▸ **Task objective**
Lay out the data below as a JSON list of strings, one string for each line, leaving out blank lines.

▸ **The input**
_____

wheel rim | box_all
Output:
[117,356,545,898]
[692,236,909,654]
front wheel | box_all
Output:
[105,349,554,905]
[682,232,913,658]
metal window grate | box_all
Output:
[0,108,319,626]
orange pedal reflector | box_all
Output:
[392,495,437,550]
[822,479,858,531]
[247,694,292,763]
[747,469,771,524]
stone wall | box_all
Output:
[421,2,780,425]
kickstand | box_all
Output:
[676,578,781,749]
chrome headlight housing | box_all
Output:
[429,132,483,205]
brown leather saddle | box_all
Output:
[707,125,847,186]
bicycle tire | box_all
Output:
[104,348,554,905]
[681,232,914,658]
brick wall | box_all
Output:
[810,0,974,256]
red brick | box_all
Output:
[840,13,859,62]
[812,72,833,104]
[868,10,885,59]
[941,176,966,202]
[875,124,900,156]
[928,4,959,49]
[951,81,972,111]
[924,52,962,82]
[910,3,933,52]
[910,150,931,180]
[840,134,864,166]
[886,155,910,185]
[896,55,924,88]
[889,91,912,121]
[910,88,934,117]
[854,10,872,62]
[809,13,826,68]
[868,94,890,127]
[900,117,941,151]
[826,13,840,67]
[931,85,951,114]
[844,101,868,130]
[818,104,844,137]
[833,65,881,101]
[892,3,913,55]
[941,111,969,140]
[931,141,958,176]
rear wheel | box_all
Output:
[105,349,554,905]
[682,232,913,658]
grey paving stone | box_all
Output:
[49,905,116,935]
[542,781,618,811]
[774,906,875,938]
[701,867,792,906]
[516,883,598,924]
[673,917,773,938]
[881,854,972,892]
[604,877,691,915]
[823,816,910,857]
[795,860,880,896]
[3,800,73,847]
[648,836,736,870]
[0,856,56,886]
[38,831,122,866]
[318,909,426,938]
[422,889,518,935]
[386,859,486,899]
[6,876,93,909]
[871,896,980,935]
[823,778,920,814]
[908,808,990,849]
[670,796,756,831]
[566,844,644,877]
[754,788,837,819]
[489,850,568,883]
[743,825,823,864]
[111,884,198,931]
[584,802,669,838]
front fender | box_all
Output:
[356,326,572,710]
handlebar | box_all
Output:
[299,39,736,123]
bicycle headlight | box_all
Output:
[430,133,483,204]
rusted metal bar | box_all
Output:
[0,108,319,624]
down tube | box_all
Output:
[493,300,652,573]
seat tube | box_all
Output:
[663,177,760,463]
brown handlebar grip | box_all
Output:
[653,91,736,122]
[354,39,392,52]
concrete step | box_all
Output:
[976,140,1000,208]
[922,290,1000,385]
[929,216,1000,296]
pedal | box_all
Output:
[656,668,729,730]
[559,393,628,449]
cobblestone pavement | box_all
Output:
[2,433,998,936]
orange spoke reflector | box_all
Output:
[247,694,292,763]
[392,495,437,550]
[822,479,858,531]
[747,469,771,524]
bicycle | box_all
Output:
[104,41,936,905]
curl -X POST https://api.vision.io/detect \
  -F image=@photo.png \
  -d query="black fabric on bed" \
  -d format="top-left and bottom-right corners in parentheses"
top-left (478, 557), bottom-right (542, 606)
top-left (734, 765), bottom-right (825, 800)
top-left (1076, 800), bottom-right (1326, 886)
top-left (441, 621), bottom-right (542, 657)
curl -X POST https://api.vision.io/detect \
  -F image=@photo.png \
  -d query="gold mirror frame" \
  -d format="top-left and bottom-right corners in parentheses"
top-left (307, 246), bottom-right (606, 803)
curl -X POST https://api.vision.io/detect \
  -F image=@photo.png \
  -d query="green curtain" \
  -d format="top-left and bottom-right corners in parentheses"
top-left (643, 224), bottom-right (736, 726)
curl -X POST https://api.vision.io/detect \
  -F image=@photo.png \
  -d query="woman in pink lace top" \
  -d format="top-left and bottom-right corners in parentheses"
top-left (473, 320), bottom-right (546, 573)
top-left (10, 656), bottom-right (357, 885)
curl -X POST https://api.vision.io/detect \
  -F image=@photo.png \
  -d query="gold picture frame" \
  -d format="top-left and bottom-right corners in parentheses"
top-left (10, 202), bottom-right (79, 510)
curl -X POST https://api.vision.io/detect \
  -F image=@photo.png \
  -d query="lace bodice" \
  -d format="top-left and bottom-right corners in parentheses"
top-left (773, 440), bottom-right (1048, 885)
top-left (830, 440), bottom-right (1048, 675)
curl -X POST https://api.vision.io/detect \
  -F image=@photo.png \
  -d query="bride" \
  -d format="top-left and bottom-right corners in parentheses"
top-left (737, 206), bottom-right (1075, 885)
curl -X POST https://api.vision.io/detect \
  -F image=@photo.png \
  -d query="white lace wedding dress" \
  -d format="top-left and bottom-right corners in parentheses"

_____

▸ **Problem solution**
[
  "wheel rim | box_all",
  "Output:",
  "[117,356,545,898]",
  "[692,236,909,654]",
  "front wheel | box_all",
  "Output:",
  "[105,349,554,905]",
  "[682,232,913,658]",
  "metal window grate | box_all",
  "Output:",
  "[0,108,319,626]",
  "orange pedal reflector | box_all",
  "Output:",
  "[392,495,437,550]",
  "[822,479,858,531]",
  "[247,694,292,763]",
  "[747,469,771,524]",
  "stone wall | box_all",
  "Output:",
  "[421,2,780,425]",
  "kickstand | box_all",
  "Output:",
  "[676,578,781,749]",
  "chrome headlight housing | box_all",
  "Output:",
  "[429,132,483,205]",
  "brown leather saddle | box_all",
  "Output:",
  "[707,125,847,186]",
  "bicycle tire | box_all",
  "Output:",
  "[104,348,554,905]",
  "[681,232,914,658]",
  "brick wall | box_all",
  "Output:",
  "[810,0,974,256]",
  "red brick | box_all",
  "Output:",
  "[840,13,859,62]",
  "[812,72,833,104]",
  "[868,10,885,59]",
  "[941,176,966,202]",
  "[875,124,900,156]",
  "[928,4,959,49]",
  "[951,81,972,111]",
  "[924,52,962,82]",
  "[910,3,933,52]",
  "[910,150,931,180]",
  "[840,134,864,166]",
  "[886,155,910,185]",
  "[896,55,924,88]",
  "[889,91,912,121]",
  "[910,88,934,117]",
  "[854,10,872,62]",
  "[809,13,826,68]",
  "[868,94,890,127]",
  "[900,117,941,151]",
  "[826,13,840,67]",
  "[931,85,951,114]",
  "[844,101,868,130]",
  "[818,104,844,137]",
  "[833,65,881,101]",
  "[892,3,913,55]",
  "[941,111,969,140]",
  "[931,141,958,176]",
  "rear wheel | box_all",
  "Output:",
  "[105,349,554,905]",
  "[682,232,913,658]",
  "grey paving stone | box_all",
  "Output:",
  "[49,905,116,935]",
  "[542,781,618,811]",
  "[774,906,875,938]",
  "[701,867,792,906]",
  "[516,883,598,924]",
  "[673,917,773,938]",
  "[881,854,972,892]",
  "[604,877,691,915]",
  "[823,816,910,857]",
  "[795,860,880,896]",
  "[3,800,73,847]",
  "[648,836,736,870]",
  "[0,856,56,886]",
  "[38,831,122,866]",
  "[318,909,426,938]",
  "[422,889,518,935]",
  "[386,859,486,899]",
  "[6,876,93,909]",
  "[871,896,980,935]",
  "[823,778,920,814]",
  "[908,808,990,849]",
  "[670,796,756,831]",
  "[566,844,644,877]",
  "[754,788,837,819]",
  "[489,850,568,883]",
  "[743,825,823,864]",
  "[111,884,198,931]",
  "[584,802,669,838]",
  "front fender | box_all",
  "Output:",
  "[356,326,572,710]",
  "handlebar | box_all",
  "Output:",
  "[299,39,736,123]",
  "bicycle headlight | box_all",
  "Output:",
  "[430,133,483,204]",
  "rusted metal bar | box_all",
  "Output:",
  "[0,108,319,624]",
  "down tube | box_all",
  "Output:",
  "[493,300,652,573]",
  "seat tube | box_all",
  "Output:",
  "[663,177,760,463]",
  "brown handlebar grip | box_all",
  "Output:",
  "[653,91,736,122]",
  "[354,39,392,52]",
  "concrete step | box_all",
  "Output:",
  "[976,140,1000,208]",
  "[922,290,1000,385]",
  "[929,216,1000,296]",
  "pedal | box_all",
  "Output:",
  "[656,668,729,730]",
  "[559,393,628,449]",
  "cobblestone pavement | box_all",
  "Output:",
  "[2,433,998,936]",
  "orange spoke reflector | box_all",
  "Output:",
  "[247,694,292,763]",
  "[392,495,437,550]",
  "[822,479,858,531]",
  "[747,469,771,524]",
  "bicycle | box_all",
  "Output:",
  "[104,41,936,905]",
  "curl -X POST https://api.vision.io/detect \\",
  "  -F image=@photo.png \\",
  "  -d query=\"black fabric on bed\" \\",
  "  -d format=\"top-left and bottom-right corners in parentheses\"",
  "top-left (478, 557), bottom-right (542, 606)",
  "top-left (734, 765), bottom-right (825, 800)",
  "top-left (1076, 800), bottom-right (1326, 886)",
  "top-left (441, 621), bottom-right (542, 657)",
  "curl -X POST https://api.vision.io/detect \\",
  "  -F image=@photo.png \\",
  "  -d query=\"gold mirror frame\" \\",
  "  -d format=\"top-left and bottom-right corners in parentheses\"",
  "top-left (307, 246), bottom-right (606, 803)",
  "curl -X POST https://api.vision.io/detect \\",
  "  -F image=@photo.png \\",
  "  -d query=\"green curtain\" \\",
  "  -d format=\"top-left and bottom-right corners in parentheses\"",
  "top-left (643, 224), bottom-right (736, 726)",
  "curl -X POST https://api.vision.io/detect \\",
  "  -F image=@photo.png \\",
  "  -d query=\"woman in pink lace top\" \\",
  "  -d format=\"top-left and bottom-right corners in parentheses\"",
  "top-left (473, 320), bottom-right (546, 573)",
  "top-left (10, 656), bottom-right (357, 885)",
  "curl -X POST https://api.vision.io/detect \\",
  "  -F image=@photo.png \\",
  "  -d query=\"gold picture frame\" \\",
  "  -d format=\"top-left and bottom-right corners in parentheses\"",
  "top-left (10, 202), bottom-right (79, 510)",
  "curl -X POST https://api.vision.io/detect \\",
  "  -F image=@photo.png \\",
  "  -d query=\"lace bodice\" \\",
  "  -d format=\"top-left and bottom-right corners in parentheses\"",
  "top-left (773, 440), bottom-right (1048, 885)",
  "top-left (830, 440), bottom-right (1048, 675)",
  "curl -X POST https://api.vision.io/detect \\",
  "  -F image=@photo.png \\",
  "  -d query=\"bride\" \\",
  "  -d format=\"top-left and bottom-right corners in parentheses\"",
  "top-left (737, 206), bottom-right (1075, 885)",
  "curl -X POST https://api.vision.io/detect \\",
  "  -F image=@photo.png \\",
  "  -d query=\"white lace wedding dress\" \\",
  "  -d format=\"top-left and bottom-right corners in parentheses\""
]